- Exercise passage:
══════════════════════════════

Design and Analysis of the Anchoring Systems of Offshore Wind Platform

The main objective of the Wind Turbine Platforms (Wind-Tu-Pla) project is to work out the design, handling and economical aspects of offshore wind turbine platforms for use in the southern Baltic Sea, in the Polish economic zone. Poland has an old-fashioned energy production with use of significant amounts of hard coal and a low share of renewable energy compared to other EU countries.

This project is holistic. It takes up all aspects from combined environmental measurements and modelling—to find worst-case hydrological and meteorological scenarios—to the platform design, costs of construction, installation, maintenance and environmental measurements after installation.

Fig. 1: Left: Construction drawing of the Tension Leg Platform (TLP) that was selected as the most suitable. The targeted wind turbines are standard turbines of 5 or 6.15 MW.
Middle: Snapshot from CFD (Computational Fluid Dynamics) simulation of TLP platform. With CFD it is possible to obtain platform movements and forces in extreme hydrodynamic conditions.
Right: Scaled model of TLP platform in preparation at the test tank facility of the project coordinator at the Gdansk University of Technology.

Six different field measurement systems were in operation including long-term monitoring of winds (Fig. 2), currents, waves/ level, oxygen, surface currents with acoustic sensor and a surface drifter. Salinity and temperature was measured both at the bottom and in the water column.

Fig. 2: Meteorological station in Leba (Polish N coast) is placed on top a lighthouse and consists of a SmartGuard logger, a GSM modem and a Gill GMX 600 weather sensor. A similar system is installed in Gdynia it is on-line and serves also for navigation aid.

══════════════════════════════

- Directions:
- a) Transcribe the stretch of the wind platform passage from "Middle: Snapshot from" through "extreme hydrodynamic conditions.".
- b) Answer these questions from the wind platform passage:
(i) In which sea are the offshore wind turbine platforms meant to be used?
(ii) Which platform design was selected as the most suitable?
(iii) How many field measurement systems were in operation?
The rows have nothing to do with the wind platform passage.

══════════════════════════════

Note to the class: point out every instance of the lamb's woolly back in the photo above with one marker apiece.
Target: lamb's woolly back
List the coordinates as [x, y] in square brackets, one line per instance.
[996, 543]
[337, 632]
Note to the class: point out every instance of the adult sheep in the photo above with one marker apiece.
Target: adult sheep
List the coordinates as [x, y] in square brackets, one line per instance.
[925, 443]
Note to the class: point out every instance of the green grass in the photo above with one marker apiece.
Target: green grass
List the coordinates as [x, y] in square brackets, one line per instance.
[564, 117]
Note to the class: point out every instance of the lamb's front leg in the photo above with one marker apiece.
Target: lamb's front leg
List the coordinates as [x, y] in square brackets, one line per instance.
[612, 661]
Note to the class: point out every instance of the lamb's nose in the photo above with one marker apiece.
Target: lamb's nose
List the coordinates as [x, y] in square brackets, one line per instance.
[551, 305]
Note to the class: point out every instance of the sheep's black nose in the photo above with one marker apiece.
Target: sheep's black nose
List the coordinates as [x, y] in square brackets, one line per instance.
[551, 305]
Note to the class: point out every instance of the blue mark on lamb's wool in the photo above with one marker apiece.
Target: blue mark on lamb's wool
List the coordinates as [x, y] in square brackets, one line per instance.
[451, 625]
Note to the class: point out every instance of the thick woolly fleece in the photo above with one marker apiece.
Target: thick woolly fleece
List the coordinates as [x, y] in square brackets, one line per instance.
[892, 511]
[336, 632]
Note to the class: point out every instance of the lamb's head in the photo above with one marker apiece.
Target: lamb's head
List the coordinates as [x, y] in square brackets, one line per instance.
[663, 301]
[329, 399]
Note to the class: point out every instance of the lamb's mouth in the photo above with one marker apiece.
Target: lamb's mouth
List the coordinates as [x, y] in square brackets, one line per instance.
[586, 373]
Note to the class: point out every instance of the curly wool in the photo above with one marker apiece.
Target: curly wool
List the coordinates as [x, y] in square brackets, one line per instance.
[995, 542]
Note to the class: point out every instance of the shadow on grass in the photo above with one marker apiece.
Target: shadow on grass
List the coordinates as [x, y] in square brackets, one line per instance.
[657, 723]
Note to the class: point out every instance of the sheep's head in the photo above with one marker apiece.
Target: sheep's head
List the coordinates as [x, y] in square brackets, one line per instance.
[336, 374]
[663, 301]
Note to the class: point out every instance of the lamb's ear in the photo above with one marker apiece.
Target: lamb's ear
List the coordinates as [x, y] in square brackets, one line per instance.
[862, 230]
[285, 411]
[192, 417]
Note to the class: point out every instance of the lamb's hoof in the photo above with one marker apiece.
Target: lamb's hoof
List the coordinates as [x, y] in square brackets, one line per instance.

══════════════════════════════

- Solutions below:
- a)
Middle: Snapshot from CFD (Computational Fluid Dynamics) simulation of TLP platform. With CFD it is possible to obtain platform movements and forces in extreme hydrodynamic conditions.

- b)
(i) The southern Baltic Sea, in the Polish economic zone.
(ii) The Tension Leg Platform (TLP).
(iii) Six.